● **AIM**
Copy every one of the following records line for line, keeping each character and space the same.
○ ○ ○
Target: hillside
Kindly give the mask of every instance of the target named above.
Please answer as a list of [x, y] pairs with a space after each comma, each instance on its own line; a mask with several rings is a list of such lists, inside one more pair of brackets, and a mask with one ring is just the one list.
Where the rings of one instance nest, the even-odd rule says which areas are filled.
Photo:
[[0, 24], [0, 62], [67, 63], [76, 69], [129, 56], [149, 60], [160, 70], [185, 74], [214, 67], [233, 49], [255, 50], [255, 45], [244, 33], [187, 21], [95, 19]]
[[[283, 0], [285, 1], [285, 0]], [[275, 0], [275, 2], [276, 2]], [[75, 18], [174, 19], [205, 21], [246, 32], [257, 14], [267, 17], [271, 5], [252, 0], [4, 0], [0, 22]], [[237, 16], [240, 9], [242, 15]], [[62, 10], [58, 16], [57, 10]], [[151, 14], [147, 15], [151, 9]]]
○ ○ ○
● **EXERCISE RESPONSE**
Target: hillside
Kindly give the mask of every instance of the target named above.
Please answer as a list of [x, y] pairs with a space after each comma, each instance on its own line; a mask with several rings is a list of such lists, inside one more pair of brackets, and a mask with one ring is just the one list.
Where the rings of one instance nest, the even-odd rule says which areas are filled.
Photo:
[[0, 24], [0, 62], [67, 63], [76, 69], [129, 56], [149, 60], [160, 70], [185, 74], [214, 67], [233, 49], [255, 50], [255, 45], [244, 33], [187, 21], [95, 19]]
[[[283, 0], [285, 1], [285, 0]], [[275, 0], [275, 2], [276, 2]], [[75, 18], [174, 19], [205, 21], [246, 32], [257, 14], [267, 17], [271, 5], [252, 0], [4, 0], [0, 22]], [[237, 16], [240, 9], [242, 15]], [[62, 10], [58, 16], [57, 10]], [[151, 14], [147, 15], [151, 9]]]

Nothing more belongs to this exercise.